Excerpt provided:
==================================================

# ASSIGNMENT 1 (adapted from https://bit.ly/2J7G9f8)

## PROBLEM:

### Context

Kiva.org is an online crowdfunding platform to extend financial services to poor and financially excluded people around the world. Kiva lenders have provided over $1 billion dollars in loans to over 2 million people.

In order to set investment priorities, help inform lenders, and understand their target communities, knowing the level of poverty of each borrower is critical. However, this requires inference based on a limited set of information for each borrower.

Submissions in this challenge will take the form of Python data analysis.

Kiva has provided a dataset of loans issued over the 2014-2018 time period, and participants are invited to use this data as well as source external public datasets to help Kiva build models for assessing borrower welfare levels. With a stronger understanding of their borrowers and their poverty levels, Kiva will be able to better assess and maximize the impact of their work.


### Problem statement

For the locations in which Kiva has active loans, the objective is to pair Kiva's data with additional data sources to estimate the welfare level of borrowers in specific regions, based on shared economic and demographic characteristics.

==================================================

Data shown:
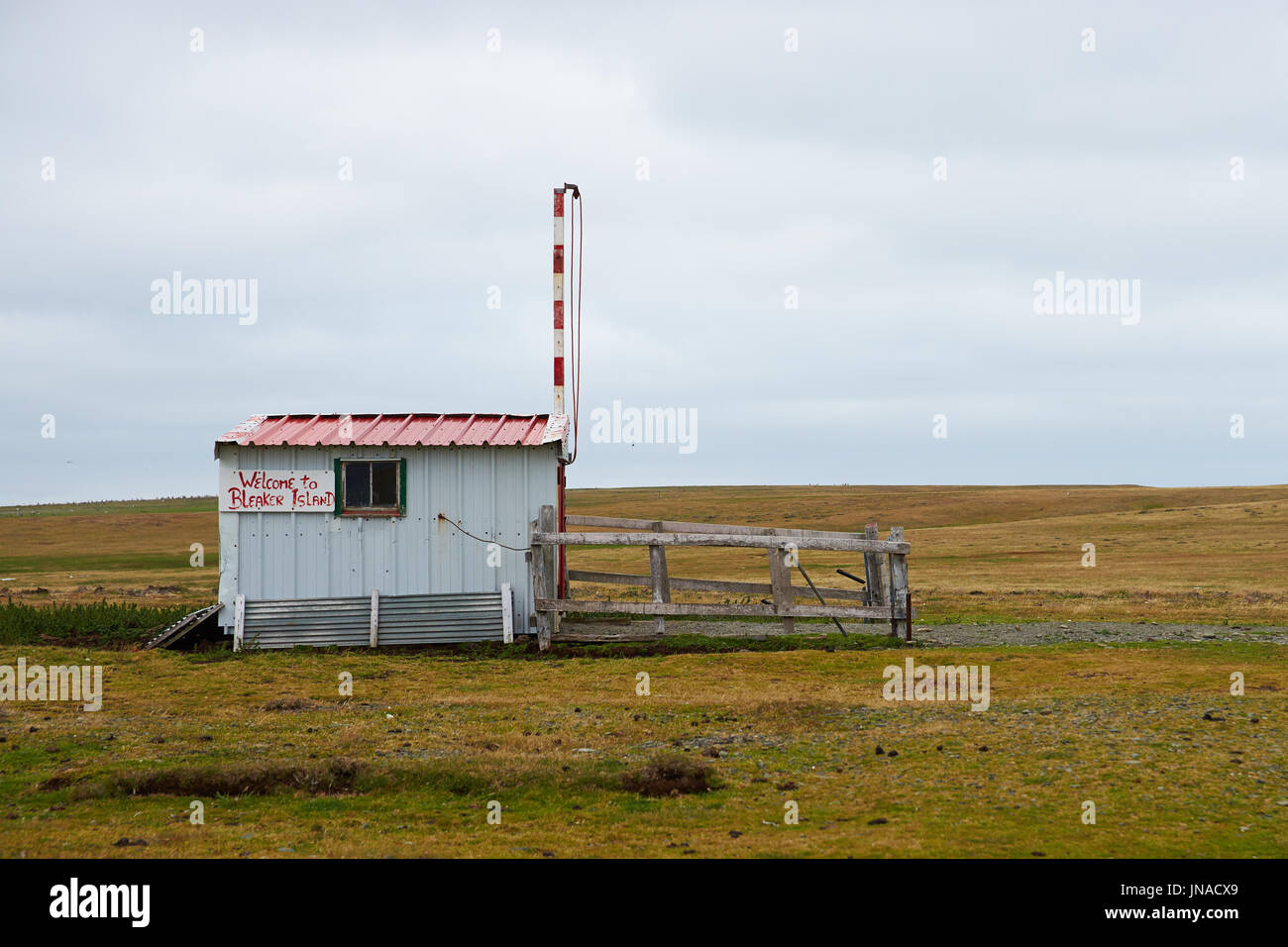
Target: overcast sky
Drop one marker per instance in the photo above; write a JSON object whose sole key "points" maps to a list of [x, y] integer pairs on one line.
{"points": [[905, 174]]}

==================================================

Work instructions:
A. Could you reproduce the part of the Kiva assignment that begins at the words "Kiva.org is an" and stops after "Python data analysis."?
B. From the Kiva assignment:
(i) How many people have Kiva lenders provided loans to?
(ii) What time period does Kiva's loan dataset cover?
(iii) What form will submissions in the challenge take?
C. Can you continue the Kiva borrower-welfare assignment from its last sentence?

Responses in order:
A.
Kiva.org is an online crowdfunding platform to extend financial services to poor and financially excluded people around the world. Kiva lenders have provided over $1 billion dollars in loans to over 2 million people.

In order to set investment priorities, help inform lenders, and understand their target communities, knowing the level of poverty of each borrower is critical. However, this requires inference based on a limited set of information for each borrower.

Submissions in this challenge will take the form of Python data analysis.

B.
(i) Over 2 million people.
(ii) 2014–2018.
(iii) Python data analysis.

C.
A good solution would connect the features of each loan or product to one of several poverty mapping datasets, which indicate the average level of welfare in a region on as granular a level as possible. Many datasets indicate the poverty rate in a given area, with varying levels of granularity. Kiva would like to be able to disaggregate these regional averages by gender, sector, or borrowing behavior in order to estimate a Kiva borrower’s level of welfare using all of the relevant information about them. Strong submissions will attempt to map vaguely described locations to more accurate geocodes.

### Personal disclaimer

From a research perspective, the results obtained are never going to be a full representation of the realities that borrowers experience. It is meant to spark a discussion around how we can identify the welfare level of borrowers and improve them where we can.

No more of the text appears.